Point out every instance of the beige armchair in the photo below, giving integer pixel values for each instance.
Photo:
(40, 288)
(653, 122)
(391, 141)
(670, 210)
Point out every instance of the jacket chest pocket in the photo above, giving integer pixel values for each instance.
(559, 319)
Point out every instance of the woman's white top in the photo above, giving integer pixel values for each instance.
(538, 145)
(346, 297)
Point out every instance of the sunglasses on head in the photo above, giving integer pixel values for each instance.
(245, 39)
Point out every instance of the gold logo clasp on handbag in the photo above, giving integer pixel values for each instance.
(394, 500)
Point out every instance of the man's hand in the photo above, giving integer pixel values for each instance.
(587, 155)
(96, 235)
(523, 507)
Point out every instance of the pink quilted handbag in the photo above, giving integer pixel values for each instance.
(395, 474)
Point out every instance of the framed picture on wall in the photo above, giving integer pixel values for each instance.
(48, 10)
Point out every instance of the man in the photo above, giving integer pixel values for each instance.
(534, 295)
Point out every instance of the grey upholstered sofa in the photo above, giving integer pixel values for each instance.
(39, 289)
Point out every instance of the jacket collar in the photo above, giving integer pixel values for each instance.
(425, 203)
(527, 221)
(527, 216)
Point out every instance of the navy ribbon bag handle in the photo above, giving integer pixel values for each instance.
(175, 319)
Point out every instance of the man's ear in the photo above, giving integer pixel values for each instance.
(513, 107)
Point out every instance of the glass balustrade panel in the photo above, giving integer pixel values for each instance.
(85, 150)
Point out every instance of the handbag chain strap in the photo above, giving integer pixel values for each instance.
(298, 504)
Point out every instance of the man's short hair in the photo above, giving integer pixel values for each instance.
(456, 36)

++++++

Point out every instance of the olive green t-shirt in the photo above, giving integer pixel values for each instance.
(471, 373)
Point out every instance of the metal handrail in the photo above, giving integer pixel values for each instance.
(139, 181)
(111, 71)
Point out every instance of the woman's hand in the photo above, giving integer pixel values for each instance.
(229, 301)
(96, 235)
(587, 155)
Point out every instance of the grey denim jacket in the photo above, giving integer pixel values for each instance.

++++++

EXERCISE OBJECTIVE: Identify each line above that contains the word "grey" and copy every such line in full.

SOLUTION TO THE EXERCISE:
Point out every instance of the grey upholstered sofa in the photo above, giving integer pixel values for each instance.
Point out every instance of the grey denim jacket in the photo above, giving integer pixel values for each instance.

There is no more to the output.